KURZE ÜBUNG 1 -> Wiederholen Sie aus dem Textauszug zur Erbschaftsteuer wortgetreu alles von „Das Bundesverfassungsgericht hat“ bis hinunter zu „eine große Überraschung?“.

VORLIEGENDER TEXTAUSZUG ->
»»

17.12.2014 | Interview/Kommentar

Unternehmenserben: Ende aller Privilegien?

Das Bundesverfassungsgericht hat das geltende Erbschaftsteuerrecht teilweise für verfassungswidrig erklärt. Betroffen sind Familienunternehmen, die die Nachfolge planen und bisher von etlichen steuerlichen Privilegien profitiert haben. Prof. Dr. Jochen Lüdicke, Präsident Bundesverband der Steuerberater, erläutert Einzelheiten.

STB Web:
War das Urteil eine große Überraschung?

««

KURZE ÜBUNG 2 -> Geben Sie sämtliche Zeilen der nachstehenden Ausgangsdaten unverändert und vollständig wieder.

AUSGANGSDATEN ->
»»

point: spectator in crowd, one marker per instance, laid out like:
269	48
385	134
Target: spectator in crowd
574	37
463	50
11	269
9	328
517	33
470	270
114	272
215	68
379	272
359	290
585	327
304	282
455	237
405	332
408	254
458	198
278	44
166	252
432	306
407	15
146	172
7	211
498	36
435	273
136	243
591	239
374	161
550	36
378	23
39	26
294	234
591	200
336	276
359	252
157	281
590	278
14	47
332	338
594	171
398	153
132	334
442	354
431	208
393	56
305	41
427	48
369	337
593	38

««

VOLLSTÄNDIGE LÖSUNG 1 ->
Das Bundesverfassungsgericht hat das geltende Erbschaftsteuerrecht teilweise für verfassungswidrig erklärt. Betroffen sind Familienunternehmen, die die Nachfolge planen und bisher von etlichen steuerlichen Privilegien profitiert haben. Prof. Dr. Jochen Lüdicke, Präsident Bundesverband der Steuerberater, erläutert Einzelheiten.

STB Web:
War das Urteil eine große Überraschung?

VOLLSTÄNDIGE LÖSUNG 2 ->
point: spectator in crowd, one marker per instance, laid out like:
269	48
385	134
Target: spectator in crowd
574	37
463	50
11	269
9	328
517	33
470	270
114	272
215	68
379	272
359	290
585	327
304	282
455	237
405	332
408	254
458	198
278	44
166	252
432	306
407	15
146	172
7	211
498	36
435	273
136	243
591	239
374	161
550	36
378	23
39	26
294	234
591	200
336	276
359	252
157	281
590	278
14	47
332	338
594	171
398	153
132	334
442	354
431	208
393	56
305	41
427	48
369	337
593	38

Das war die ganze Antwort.